--- Start of Selection ---
Last updated: June 6, 2022
Place
Missouri: Big Chief Restaurant
Originally called the Big Chief Hotel, the Big Chief Dakota Grill is distinctive for its Spanish Mission Revival styling. Two stories tall, its white stucco walls, terra-cotta tile roofing, exposed rafter ends, and arcaded front porte cochere are unusual in Wildwood, Missouri. The only original feature missing is a prominent false bell tower that rose from one corner, which was removed during the 1950s. Otherwise, the Big Chief looks and operates much as it did when Route 66 passed by the front door.
One key to the success of the Big Chief was pavement. The section of Route 66 through Pond, once the name of this section of Wildwood, was one of the earlier parts of the Federal highway to be paved. After its commissioning in 1926, Route 66 had sections that remained dirt for years. It was upwards of ten years before travelers could drive from Chicago to Los Angeles on pavement. The road through Pond, by contrast, was paved all the way to St. Louis by 1924.
With pavement came cars. In 1913, Americans owned 1.2 million cars; by 1925 that number had jumped to 19 million. Individual mobility reached a level never possible before, and automobile tourism grew nearly as fast as did the rate of automobile ownership.
When autos first began crossing America on Federal highways, drivers tended to camp by the roadside on their own or to stay in tourists camps. There were few hotels except in major cities. Built and opened in 1928 as the Big Chief Hotel, the complex wasn’t really a hotel at all—at least not as we think of hotels today—but a solution for the traveler weary of camping out. The Big Chief was actually a tourist cabin court, sometimes called a “cabin hotel”--at the time the latest thing in roadside lodging.
--- End of Selection ---
--- Start of Records provided ---
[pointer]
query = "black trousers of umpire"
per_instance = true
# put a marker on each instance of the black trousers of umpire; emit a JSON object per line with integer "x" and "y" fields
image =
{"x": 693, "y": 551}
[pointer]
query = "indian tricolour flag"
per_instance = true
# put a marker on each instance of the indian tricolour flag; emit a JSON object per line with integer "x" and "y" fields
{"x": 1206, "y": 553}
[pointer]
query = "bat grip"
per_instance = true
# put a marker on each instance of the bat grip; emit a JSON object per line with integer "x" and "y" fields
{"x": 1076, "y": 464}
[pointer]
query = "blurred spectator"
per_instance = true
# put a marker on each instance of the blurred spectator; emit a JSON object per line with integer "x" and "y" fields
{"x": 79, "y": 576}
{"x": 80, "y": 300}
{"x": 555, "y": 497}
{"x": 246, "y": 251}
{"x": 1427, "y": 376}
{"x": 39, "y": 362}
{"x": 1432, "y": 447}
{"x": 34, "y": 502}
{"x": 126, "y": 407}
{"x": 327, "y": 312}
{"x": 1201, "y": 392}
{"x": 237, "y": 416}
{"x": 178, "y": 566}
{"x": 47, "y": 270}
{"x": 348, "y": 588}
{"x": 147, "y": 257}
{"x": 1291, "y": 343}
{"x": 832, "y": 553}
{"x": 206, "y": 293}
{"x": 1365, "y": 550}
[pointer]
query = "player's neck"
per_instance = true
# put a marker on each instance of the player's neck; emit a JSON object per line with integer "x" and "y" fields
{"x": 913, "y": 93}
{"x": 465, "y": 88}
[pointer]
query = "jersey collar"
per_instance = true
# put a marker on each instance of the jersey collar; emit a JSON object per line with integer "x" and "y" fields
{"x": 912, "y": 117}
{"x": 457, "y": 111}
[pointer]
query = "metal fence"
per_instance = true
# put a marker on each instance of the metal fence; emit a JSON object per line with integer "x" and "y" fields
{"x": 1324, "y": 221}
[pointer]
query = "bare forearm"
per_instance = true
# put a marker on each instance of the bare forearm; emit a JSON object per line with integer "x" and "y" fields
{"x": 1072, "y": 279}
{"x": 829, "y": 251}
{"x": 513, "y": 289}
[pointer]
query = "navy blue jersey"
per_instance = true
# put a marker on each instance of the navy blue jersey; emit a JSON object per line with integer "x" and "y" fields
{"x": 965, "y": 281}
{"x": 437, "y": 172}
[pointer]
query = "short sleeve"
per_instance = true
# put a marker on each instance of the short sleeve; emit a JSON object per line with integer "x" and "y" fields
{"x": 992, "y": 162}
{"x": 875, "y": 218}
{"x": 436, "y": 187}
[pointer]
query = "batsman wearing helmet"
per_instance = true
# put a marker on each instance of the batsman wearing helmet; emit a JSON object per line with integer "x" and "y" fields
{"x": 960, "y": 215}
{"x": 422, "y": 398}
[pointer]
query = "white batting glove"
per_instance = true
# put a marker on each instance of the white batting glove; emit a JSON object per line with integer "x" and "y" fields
--- End of Records provided ---
Problems to work on:
[1] In the Big Chief Restaurant article, what original feature of the building was removed during the 1950s?
[2] Continue the Big Chief Restaurant article from its last sentence.
The entries have nothing to do with what comes next.

Exercise responses:
[1] A prominent false bell tower that rose from one corner.

[2]
The Big Chief was unusual in three ways: It was one of the earliest cabin courts in Missouri, it offered full service dining, and it was one of the largest cabin courts. In 1935, a guide to Missouri listed only nine courts with more than 30 cabins. The Big Chief had 62, each with its own garage.
Advertisements from the period boasted that the Big Chief cabins had both hot and cold running shower baths. Small individual cabins had a strong appeal for families traveling together, and the Big Chief was primarily a family destination. The property featured a large playground. One could spend the night for a dollar and 50 cents, buy a 75-cent steak dinner, a 40-cent special plate lunch, or a 5-cent sandwich. The front porte cochere served as a Conoco gas station, and customers could also buy groceries. In the evenings, dining room tables were pushed aside to allow for dancing. Bar service was added when Prohibition ended in 1933. By then, the transcontinental Mother Road had been rerouted over more southerly highways, but the Big Chief remained popular as a local destination, sponsoring a series of fall dances and attracting conferences and meetings.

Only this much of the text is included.